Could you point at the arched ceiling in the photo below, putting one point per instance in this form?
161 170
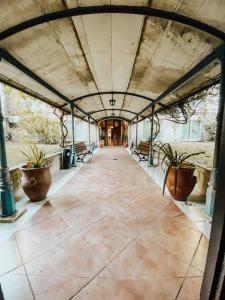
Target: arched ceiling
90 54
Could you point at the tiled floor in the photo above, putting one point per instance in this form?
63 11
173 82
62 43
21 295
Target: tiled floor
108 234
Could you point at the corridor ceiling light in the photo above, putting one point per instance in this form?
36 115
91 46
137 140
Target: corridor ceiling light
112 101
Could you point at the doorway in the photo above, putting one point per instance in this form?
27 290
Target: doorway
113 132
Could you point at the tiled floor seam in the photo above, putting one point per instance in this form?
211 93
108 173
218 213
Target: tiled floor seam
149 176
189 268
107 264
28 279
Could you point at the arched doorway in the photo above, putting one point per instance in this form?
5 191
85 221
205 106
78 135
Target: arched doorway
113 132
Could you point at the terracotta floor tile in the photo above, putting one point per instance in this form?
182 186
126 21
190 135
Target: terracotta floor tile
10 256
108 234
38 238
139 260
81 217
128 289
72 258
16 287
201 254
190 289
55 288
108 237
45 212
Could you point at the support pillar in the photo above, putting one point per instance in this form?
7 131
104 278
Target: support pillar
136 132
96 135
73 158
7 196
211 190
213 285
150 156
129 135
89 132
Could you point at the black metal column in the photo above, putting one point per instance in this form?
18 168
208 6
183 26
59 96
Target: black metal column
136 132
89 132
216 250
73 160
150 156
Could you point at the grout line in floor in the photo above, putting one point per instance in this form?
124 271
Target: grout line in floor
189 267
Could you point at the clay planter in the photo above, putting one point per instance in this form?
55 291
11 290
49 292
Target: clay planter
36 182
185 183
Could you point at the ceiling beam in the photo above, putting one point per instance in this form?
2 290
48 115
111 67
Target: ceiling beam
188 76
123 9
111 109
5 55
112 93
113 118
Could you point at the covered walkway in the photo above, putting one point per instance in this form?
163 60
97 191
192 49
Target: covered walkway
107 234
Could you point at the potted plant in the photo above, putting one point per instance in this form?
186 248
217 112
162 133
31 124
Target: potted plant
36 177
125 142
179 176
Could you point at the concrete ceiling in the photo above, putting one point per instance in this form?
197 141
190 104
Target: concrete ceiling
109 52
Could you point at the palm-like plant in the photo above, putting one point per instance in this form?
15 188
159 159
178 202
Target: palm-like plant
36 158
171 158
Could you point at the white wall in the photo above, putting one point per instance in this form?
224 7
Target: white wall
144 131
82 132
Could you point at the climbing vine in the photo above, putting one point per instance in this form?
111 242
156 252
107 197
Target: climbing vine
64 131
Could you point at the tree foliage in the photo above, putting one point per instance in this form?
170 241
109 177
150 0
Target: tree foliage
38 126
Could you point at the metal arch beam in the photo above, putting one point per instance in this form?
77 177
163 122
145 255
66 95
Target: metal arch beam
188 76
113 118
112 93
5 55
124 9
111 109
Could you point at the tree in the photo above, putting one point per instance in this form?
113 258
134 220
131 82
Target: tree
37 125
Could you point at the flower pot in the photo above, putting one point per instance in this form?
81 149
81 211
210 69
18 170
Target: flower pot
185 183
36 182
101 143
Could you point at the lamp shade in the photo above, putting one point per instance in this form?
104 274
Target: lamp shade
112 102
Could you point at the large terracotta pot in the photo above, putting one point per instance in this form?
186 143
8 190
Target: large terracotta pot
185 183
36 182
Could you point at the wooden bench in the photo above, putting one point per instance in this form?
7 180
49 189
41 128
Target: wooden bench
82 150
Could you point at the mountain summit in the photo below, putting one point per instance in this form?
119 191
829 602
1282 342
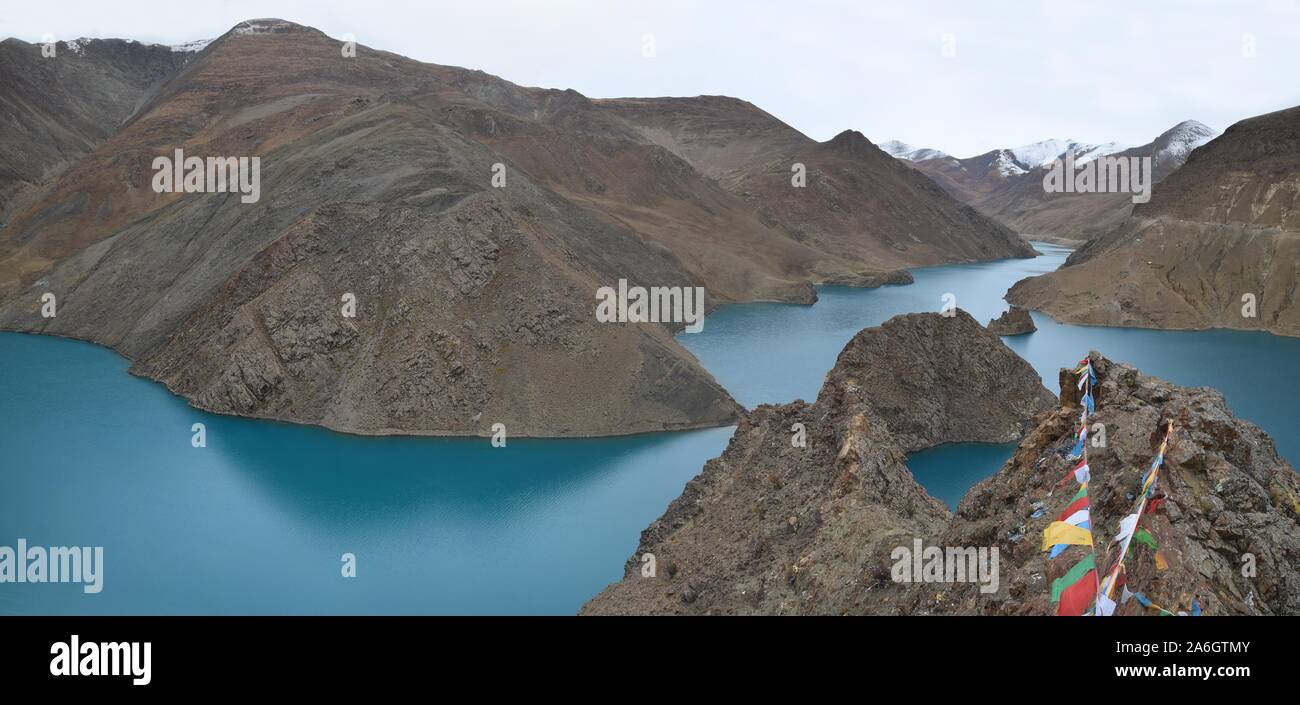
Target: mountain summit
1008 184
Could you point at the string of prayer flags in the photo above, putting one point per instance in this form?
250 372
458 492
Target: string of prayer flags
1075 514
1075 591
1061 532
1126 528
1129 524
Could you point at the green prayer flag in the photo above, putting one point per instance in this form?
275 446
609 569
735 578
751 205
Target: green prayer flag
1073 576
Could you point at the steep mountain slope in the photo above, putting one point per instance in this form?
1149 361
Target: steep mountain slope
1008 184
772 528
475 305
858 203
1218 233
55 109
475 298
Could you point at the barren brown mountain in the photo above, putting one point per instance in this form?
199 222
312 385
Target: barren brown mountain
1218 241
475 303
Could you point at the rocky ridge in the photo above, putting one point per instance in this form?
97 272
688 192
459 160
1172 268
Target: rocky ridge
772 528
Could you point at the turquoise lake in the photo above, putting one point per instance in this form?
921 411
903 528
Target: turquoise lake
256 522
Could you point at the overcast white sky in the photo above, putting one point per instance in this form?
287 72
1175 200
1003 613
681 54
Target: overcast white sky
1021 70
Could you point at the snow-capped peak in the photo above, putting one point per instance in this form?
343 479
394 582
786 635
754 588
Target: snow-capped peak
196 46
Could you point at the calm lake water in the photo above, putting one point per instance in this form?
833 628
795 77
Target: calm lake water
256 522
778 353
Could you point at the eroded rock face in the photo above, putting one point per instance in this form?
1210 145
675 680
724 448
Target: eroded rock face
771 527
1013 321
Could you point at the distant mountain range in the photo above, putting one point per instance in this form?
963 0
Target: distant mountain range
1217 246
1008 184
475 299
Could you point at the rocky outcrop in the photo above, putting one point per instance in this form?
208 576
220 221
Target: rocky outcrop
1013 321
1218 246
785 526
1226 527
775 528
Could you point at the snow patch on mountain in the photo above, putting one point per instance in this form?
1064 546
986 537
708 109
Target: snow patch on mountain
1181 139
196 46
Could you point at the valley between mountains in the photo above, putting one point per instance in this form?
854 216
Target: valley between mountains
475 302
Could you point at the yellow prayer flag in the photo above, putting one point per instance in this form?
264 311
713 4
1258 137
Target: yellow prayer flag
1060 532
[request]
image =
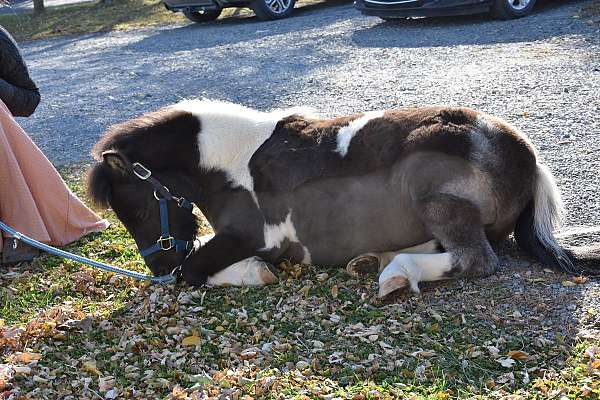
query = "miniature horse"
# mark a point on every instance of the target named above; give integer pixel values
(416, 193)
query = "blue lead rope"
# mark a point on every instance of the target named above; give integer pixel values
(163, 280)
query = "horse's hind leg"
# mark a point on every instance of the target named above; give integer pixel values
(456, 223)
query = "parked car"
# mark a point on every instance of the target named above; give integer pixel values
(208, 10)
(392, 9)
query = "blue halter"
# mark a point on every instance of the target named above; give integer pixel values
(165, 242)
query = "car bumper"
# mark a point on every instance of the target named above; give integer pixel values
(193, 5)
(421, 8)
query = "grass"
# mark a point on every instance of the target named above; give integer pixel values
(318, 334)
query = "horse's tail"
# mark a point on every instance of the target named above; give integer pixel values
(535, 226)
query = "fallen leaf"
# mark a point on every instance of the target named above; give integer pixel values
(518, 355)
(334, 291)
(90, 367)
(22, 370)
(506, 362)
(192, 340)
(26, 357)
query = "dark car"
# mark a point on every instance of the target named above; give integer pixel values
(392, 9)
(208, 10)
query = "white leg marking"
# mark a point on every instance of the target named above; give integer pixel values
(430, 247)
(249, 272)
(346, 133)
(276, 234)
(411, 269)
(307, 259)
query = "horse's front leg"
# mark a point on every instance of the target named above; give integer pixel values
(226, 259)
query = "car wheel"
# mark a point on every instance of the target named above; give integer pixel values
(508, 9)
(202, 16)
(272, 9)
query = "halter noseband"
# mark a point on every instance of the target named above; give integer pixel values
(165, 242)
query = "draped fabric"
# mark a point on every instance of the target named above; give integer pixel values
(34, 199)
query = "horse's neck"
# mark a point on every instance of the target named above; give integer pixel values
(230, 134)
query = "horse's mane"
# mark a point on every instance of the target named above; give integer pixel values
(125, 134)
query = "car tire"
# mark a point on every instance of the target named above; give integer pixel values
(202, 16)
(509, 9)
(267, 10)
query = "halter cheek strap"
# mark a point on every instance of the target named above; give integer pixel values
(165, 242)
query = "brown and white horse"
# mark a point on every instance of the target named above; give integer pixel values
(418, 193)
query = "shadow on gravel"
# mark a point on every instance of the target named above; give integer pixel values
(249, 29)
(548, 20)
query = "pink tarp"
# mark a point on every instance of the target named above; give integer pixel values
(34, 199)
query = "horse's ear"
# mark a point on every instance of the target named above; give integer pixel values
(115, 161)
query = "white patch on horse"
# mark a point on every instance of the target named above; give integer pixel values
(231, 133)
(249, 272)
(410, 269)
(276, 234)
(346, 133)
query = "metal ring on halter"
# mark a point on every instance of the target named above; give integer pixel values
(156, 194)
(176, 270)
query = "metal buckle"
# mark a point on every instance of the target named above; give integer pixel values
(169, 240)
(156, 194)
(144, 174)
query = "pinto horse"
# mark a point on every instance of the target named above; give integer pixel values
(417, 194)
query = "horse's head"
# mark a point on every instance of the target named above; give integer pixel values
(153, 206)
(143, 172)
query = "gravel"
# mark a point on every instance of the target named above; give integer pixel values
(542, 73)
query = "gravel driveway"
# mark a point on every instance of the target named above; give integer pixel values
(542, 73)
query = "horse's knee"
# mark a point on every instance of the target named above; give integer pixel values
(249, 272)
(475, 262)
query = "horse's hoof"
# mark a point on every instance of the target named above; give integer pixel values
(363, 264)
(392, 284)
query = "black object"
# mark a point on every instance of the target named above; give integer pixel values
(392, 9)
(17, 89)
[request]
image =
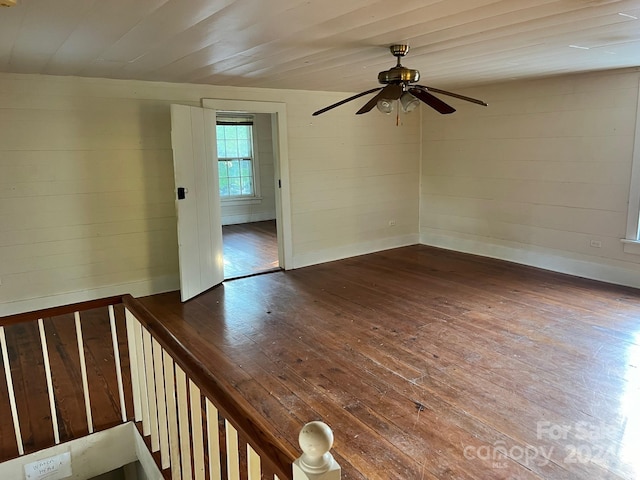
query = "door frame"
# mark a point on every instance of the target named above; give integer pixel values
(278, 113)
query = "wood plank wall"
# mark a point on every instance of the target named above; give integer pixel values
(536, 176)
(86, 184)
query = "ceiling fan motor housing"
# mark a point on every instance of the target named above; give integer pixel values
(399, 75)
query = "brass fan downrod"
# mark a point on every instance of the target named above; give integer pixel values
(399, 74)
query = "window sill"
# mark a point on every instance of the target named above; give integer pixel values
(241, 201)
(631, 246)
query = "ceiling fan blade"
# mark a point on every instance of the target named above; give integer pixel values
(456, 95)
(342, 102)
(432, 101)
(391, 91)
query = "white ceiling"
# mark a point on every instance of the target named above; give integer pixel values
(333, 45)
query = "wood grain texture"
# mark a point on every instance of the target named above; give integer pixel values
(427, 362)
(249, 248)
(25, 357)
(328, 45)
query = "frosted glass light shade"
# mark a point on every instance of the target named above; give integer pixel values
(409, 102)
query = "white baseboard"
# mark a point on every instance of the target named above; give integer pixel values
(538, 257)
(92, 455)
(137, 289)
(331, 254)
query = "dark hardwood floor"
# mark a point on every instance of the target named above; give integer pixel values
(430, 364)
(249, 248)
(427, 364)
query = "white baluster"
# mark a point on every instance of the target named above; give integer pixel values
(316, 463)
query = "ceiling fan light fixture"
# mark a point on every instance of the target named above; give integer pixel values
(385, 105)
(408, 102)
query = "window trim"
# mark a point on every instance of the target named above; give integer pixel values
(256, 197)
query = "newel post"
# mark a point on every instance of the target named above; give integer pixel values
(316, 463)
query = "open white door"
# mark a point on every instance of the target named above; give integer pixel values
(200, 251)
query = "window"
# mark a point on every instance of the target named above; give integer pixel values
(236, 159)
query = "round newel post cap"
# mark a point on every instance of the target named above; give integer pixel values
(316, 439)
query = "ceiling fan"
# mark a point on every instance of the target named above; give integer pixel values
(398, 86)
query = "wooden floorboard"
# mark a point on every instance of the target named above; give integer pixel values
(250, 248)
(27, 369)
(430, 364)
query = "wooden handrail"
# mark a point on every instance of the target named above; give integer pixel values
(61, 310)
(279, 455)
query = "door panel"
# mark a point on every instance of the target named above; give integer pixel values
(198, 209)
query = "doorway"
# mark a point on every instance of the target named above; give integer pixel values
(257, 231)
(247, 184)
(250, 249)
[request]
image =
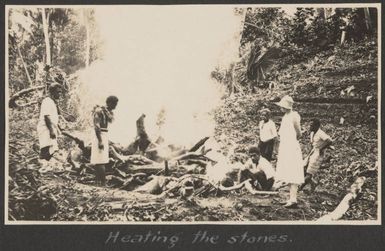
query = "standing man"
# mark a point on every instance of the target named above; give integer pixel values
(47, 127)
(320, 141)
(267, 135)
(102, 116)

[Prompt] Review the material and copy each line in which the word "blue" appears.

[The answer]
query = "blue lead rope"
query = "blue halter"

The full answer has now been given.